Recorded data:

—————

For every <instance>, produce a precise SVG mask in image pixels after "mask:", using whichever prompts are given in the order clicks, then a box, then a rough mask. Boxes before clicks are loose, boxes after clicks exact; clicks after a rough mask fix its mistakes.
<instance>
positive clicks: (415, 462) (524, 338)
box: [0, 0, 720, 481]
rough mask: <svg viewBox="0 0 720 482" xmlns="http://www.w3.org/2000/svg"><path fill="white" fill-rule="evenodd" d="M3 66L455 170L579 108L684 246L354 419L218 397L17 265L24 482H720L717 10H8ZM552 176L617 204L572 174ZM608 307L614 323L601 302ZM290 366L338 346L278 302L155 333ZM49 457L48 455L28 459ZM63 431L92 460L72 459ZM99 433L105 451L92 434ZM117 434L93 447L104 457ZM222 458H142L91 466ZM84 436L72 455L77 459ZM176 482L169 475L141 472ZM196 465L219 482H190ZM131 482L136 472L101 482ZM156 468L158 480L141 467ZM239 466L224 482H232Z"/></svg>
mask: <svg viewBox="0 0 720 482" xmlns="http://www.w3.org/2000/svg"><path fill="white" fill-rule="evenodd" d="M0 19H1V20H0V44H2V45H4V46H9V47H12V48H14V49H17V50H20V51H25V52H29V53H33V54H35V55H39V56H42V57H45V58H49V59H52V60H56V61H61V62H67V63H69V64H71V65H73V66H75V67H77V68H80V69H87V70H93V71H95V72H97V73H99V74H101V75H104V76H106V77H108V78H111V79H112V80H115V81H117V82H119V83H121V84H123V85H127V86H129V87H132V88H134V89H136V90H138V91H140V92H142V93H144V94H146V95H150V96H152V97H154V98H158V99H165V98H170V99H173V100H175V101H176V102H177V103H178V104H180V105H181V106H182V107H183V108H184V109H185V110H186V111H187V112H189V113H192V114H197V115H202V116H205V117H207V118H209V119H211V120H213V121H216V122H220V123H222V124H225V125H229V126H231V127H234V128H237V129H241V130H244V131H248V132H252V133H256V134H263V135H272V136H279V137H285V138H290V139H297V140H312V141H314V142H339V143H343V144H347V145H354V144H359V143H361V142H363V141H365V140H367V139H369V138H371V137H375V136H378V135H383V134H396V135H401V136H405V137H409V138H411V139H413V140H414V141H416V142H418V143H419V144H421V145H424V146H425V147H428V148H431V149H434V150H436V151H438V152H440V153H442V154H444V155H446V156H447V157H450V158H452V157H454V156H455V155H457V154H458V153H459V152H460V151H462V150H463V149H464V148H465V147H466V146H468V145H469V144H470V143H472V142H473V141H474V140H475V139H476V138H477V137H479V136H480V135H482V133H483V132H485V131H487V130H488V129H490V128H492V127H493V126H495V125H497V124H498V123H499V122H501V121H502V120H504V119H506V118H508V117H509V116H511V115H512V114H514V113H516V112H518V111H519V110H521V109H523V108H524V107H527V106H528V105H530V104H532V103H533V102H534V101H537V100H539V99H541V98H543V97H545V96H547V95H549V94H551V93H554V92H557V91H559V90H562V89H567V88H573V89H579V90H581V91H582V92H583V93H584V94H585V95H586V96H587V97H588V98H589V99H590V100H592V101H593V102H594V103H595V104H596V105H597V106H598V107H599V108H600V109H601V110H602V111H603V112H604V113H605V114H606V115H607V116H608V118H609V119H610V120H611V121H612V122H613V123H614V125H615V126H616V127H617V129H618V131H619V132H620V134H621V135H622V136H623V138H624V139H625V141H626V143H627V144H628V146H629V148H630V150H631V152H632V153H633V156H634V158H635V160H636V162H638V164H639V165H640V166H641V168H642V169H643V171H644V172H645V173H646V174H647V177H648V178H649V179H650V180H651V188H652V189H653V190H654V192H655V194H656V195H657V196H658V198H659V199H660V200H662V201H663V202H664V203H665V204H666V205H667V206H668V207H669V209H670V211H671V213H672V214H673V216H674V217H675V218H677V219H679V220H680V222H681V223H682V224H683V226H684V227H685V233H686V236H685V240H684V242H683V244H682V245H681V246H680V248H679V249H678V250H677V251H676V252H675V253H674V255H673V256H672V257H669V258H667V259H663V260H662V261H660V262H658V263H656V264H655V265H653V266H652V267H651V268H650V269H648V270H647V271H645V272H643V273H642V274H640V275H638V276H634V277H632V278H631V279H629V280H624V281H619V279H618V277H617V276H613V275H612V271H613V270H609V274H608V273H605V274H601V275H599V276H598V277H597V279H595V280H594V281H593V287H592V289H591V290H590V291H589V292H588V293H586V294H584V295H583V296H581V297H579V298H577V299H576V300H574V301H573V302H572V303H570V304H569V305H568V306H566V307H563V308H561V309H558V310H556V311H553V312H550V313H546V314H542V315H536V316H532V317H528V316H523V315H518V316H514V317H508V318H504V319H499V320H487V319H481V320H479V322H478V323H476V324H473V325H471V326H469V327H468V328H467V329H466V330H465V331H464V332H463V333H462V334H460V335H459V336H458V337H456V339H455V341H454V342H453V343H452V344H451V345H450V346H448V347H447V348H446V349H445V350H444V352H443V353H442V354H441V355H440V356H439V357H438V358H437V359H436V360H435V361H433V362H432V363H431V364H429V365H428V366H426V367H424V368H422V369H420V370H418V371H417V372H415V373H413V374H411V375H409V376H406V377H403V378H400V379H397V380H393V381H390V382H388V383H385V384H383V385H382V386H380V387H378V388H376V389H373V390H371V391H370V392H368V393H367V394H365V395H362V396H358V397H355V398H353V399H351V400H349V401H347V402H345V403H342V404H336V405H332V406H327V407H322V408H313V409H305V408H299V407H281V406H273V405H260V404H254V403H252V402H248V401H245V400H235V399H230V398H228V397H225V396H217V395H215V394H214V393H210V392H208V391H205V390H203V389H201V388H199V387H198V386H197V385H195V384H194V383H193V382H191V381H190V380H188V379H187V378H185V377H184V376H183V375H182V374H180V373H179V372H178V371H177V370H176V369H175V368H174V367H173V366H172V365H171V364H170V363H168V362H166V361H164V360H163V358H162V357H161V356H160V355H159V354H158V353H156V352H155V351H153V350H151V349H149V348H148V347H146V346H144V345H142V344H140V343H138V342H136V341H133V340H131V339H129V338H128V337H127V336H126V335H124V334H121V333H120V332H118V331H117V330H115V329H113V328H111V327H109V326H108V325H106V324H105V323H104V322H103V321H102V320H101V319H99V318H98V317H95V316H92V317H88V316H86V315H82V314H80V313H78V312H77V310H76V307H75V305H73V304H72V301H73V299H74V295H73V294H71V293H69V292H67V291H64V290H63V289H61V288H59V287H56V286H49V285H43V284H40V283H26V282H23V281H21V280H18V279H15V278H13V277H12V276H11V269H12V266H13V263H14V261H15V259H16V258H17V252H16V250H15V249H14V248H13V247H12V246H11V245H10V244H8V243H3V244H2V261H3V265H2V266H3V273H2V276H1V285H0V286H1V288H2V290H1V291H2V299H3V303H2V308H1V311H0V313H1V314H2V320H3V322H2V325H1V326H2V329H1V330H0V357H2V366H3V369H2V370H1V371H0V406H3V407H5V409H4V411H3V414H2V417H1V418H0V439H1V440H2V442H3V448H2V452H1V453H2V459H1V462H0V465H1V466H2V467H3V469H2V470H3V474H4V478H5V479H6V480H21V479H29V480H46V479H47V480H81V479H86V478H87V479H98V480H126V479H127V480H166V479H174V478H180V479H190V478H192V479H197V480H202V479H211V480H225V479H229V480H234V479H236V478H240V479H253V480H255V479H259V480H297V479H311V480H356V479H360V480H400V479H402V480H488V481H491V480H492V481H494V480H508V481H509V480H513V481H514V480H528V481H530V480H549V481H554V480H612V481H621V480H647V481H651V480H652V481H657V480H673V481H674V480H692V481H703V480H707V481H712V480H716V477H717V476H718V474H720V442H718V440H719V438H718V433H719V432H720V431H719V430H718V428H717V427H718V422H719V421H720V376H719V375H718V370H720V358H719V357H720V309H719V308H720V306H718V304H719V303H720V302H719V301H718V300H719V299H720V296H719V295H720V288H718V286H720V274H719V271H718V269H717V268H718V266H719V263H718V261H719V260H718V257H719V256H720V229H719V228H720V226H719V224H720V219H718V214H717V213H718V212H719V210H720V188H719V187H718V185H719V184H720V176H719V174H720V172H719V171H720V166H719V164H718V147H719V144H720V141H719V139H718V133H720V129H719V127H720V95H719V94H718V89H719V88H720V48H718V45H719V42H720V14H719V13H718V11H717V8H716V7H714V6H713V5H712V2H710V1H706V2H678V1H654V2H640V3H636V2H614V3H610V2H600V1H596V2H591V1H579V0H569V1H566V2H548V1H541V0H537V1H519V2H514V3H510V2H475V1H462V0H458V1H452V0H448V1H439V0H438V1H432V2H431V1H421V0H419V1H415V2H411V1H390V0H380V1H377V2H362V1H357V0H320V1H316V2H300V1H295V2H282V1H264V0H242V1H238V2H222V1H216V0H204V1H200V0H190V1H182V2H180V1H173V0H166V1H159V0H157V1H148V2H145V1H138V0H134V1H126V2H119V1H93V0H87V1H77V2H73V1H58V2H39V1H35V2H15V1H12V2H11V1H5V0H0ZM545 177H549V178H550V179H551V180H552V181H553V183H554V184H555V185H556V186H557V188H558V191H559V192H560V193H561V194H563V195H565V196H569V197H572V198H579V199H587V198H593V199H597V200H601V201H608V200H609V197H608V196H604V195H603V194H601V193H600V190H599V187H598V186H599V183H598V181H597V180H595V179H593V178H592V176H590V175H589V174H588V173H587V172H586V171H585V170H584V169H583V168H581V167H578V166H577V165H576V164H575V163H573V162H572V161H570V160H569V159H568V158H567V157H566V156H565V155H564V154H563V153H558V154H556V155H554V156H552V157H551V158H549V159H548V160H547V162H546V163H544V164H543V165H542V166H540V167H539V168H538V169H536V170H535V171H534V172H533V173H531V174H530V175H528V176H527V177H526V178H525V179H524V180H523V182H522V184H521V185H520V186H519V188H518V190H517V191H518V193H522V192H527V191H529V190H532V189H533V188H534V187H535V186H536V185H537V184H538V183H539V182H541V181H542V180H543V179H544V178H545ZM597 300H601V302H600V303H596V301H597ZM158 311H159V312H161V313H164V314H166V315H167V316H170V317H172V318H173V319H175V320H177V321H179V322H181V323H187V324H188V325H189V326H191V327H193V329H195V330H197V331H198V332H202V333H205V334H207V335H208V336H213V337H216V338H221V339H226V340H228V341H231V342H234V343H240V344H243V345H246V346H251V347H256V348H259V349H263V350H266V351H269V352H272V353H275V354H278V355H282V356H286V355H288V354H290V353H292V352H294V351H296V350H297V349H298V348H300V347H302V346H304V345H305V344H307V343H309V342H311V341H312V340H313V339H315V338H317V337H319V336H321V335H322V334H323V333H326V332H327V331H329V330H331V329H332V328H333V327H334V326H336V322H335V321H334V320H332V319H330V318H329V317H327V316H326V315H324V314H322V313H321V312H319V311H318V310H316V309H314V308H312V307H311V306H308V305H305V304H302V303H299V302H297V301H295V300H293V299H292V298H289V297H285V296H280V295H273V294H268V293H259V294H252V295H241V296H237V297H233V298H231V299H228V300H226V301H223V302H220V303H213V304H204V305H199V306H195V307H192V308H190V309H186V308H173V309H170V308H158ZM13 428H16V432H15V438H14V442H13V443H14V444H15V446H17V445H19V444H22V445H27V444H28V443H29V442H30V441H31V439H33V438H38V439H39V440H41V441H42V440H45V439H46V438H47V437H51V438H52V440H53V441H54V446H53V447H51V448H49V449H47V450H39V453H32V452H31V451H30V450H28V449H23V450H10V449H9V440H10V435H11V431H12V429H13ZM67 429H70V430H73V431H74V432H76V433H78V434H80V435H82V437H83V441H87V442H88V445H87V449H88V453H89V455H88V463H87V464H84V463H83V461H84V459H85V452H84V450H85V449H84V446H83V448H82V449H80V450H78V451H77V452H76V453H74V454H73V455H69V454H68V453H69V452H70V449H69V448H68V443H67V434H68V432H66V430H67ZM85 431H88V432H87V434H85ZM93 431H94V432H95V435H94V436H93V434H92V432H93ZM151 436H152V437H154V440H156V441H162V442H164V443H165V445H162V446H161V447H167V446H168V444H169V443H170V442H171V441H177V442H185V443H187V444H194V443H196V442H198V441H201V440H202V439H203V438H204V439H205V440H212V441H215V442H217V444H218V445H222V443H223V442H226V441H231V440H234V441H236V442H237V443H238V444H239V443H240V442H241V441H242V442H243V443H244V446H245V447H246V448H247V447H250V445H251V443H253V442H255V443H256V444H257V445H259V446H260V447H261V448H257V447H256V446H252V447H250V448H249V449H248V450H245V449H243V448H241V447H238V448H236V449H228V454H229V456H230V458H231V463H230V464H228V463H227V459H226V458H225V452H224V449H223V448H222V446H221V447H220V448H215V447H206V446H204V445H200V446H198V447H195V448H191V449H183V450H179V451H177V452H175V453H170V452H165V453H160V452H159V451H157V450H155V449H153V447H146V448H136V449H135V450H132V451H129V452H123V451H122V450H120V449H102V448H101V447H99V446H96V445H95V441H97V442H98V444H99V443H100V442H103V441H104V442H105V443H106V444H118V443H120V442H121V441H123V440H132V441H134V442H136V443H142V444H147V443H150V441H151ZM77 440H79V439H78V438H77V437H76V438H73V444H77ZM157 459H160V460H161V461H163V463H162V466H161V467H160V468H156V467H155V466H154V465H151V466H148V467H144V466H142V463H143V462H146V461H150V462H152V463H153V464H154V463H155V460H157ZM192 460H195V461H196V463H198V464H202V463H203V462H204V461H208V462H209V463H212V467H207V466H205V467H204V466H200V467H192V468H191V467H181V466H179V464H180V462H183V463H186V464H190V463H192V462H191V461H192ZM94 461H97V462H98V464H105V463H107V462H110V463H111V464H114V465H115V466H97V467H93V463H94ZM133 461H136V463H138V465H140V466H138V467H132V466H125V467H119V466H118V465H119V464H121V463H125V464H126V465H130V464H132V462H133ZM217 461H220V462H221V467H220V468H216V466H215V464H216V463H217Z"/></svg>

—————

Instructions for the task: Lay out the items as a numbered list, from the first line through the line containing "rough mask: <svg", and skip any blank lines.

Exercise answer:
1. For every <instance>, produce a precise SVG mask in image pixels after "mask:", using whichever prompts are given in the order clicks, then a box, then a rough mask. Boxes before clicks are loose, boxes after clicks exact; clicks after a rough mask fix its mistakes.
2. <instance>
3. positive clicks: (415, 462) (524, 338)
4. box: [0, 0, 720, 481]
5. rough mask: <svg viewBox="0 0 720 482" xmlns="http://www.w3.org/2000/svg"><path fill="white" fill-rule="evenodd" d="M3 66L455 170L579 108L684 246L354 419L218 397L17 265L24 482H720L717 10H8ZM552 176L617 204L572 174ZM608 307L614 323L601 302ZM290 366L338 346L278 302L155 333ZM49 457L48 455L28 459ZM63 431L92 460L72 459ZM99 433L105 451L92 434ZM117 434L93 447L104 457ZM222 458H142L91 466ZM84 436L72 455L77 459ZM176 482L169 475L141 472ZM196 465L219 482H190ZM131 482L136 472L101 482ZM156 468L158 480L141 467ZM239 466L224 482H232Z"/></svg>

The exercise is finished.